Reproduce word for word the lines of the data below from the line containing "Habitat-census task: mark the roof" through the line containing "point(218, 21)", including both of those lines, and output nothing else.
┌─ Data supplied
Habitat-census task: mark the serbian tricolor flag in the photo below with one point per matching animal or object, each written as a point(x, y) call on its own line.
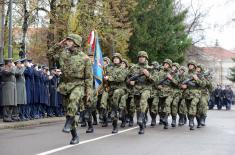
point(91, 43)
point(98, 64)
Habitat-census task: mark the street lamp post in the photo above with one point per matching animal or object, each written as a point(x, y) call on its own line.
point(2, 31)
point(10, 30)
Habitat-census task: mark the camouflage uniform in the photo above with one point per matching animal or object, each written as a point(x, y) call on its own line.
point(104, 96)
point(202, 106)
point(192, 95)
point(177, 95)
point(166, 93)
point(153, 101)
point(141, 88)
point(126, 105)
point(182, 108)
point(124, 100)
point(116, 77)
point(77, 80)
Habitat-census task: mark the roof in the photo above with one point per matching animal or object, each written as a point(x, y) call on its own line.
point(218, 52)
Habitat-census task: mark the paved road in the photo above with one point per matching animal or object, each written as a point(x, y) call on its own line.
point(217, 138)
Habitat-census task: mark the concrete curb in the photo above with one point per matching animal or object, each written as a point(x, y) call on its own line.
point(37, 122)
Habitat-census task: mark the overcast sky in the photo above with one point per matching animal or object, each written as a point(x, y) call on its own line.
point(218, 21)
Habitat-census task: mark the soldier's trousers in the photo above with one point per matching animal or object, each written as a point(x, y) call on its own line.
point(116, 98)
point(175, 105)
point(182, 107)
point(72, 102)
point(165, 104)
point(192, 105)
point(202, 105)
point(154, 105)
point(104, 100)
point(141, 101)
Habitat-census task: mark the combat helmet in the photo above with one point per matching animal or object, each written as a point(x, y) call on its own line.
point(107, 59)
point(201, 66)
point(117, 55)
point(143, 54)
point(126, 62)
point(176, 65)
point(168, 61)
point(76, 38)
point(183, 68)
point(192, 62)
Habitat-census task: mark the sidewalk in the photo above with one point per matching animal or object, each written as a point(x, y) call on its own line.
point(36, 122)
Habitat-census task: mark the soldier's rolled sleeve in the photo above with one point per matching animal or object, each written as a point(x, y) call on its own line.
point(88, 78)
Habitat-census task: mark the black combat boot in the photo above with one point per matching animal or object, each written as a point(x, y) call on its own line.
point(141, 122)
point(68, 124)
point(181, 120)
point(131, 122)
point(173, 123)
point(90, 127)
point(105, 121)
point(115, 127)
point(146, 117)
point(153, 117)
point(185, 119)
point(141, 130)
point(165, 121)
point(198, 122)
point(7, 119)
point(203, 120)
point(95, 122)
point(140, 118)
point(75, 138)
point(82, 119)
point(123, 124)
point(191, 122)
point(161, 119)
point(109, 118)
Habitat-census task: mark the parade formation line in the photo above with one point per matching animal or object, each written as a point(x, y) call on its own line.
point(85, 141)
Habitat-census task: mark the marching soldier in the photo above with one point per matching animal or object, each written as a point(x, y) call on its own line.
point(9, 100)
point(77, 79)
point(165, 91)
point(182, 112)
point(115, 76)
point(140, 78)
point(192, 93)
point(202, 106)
└─
┌─ Data supplied
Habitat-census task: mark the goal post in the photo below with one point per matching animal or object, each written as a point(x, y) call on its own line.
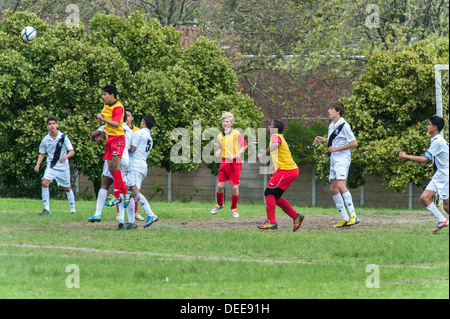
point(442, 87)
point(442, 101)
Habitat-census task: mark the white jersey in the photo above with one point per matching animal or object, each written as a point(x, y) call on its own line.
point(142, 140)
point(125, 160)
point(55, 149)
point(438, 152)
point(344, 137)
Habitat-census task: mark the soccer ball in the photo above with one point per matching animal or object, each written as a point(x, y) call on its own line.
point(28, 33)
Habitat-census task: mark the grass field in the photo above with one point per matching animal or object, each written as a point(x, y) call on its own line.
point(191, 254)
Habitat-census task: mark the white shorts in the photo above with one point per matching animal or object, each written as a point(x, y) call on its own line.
└─
*Output for this exercise:*
Habitat-census task: mark the roof in the photo above with one point per matching animal or object, each written as a point(x, y) call on its own line.
point(218, 52)
Habitat-census task: mark the paved road in the photo above with one point per matching animal or object, each written as a point(x, y) call on its own line.
point(217, 138)
Habitat-census task: mark the concrete curb in the photo above with one point per matching animal or object, each written as a point(x, y) call on its own line.
point(37, 122)
Habitat-census task: mark the overcast sky in the photo above with one point per matching animal or object, each written as a point(x, y) call on its own line.
point(218, 21)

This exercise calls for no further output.